→ **Stated task**
Starting at the line containing "Exercise. Put one marker on every instance of the wooden" and ending at the last of the lines below, reproduce every line in full, adding 14 to each x and y coordinate value. Output only those lines.
* * * * * * *
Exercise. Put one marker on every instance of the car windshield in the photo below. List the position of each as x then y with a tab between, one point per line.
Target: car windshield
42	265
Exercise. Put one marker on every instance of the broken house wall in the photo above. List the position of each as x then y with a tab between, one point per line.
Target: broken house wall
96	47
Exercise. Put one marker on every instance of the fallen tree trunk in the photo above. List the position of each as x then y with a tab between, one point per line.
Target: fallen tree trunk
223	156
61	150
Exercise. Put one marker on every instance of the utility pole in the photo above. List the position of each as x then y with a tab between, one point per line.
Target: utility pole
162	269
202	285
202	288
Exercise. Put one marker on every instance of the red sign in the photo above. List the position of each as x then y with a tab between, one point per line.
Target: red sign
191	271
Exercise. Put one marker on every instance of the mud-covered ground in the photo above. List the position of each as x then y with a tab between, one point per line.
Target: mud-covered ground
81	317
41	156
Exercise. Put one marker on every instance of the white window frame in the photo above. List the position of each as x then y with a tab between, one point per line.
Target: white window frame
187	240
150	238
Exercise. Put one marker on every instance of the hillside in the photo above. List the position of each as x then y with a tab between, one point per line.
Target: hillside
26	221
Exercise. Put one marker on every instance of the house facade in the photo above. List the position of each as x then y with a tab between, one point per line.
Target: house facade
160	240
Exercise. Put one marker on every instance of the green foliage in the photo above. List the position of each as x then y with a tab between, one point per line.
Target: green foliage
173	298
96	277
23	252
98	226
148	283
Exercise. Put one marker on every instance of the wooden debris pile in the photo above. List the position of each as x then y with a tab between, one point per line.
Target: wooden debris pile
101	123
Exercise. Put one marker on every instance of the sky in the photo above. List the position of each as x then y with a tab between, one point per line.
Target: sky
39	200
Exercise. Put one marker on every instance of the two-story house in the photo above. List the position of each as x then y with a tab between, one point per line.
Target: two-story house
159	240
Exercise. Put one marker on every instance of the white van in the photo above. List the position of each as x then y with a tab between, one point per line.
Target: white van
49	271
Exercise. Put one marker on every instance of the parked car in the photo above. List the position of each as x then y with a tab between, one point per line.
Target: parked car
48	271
* * * * * * *
→ **Complete output**
Exercise. Put one marker on every instance of the wooden debris pile in the photo above. List the position of each as x then y with a tab between, one point per line.
Target: wooden debris pile
115	137
Exercise. Put one marker on every instance of the sky in the photo above. List the position of each as x then y with a tab between, one point per line.
Target: sky
53	214
Exercise. Put one marker on every instance of the two-story house in the photo above. List the position of each as x then y with a tab between, one point per line.
Target: two-story house
173	254
Exercise. Put one marker on every instance of the white van in the photo above. List the position of each as x then y with a tab between, one point per line.
Target: white van
63	285
Exercise. Put one marker on every instance of the parked car in the photo above. List the position of each as x then y with a tab between, one point per line.
Target: parked car
62	285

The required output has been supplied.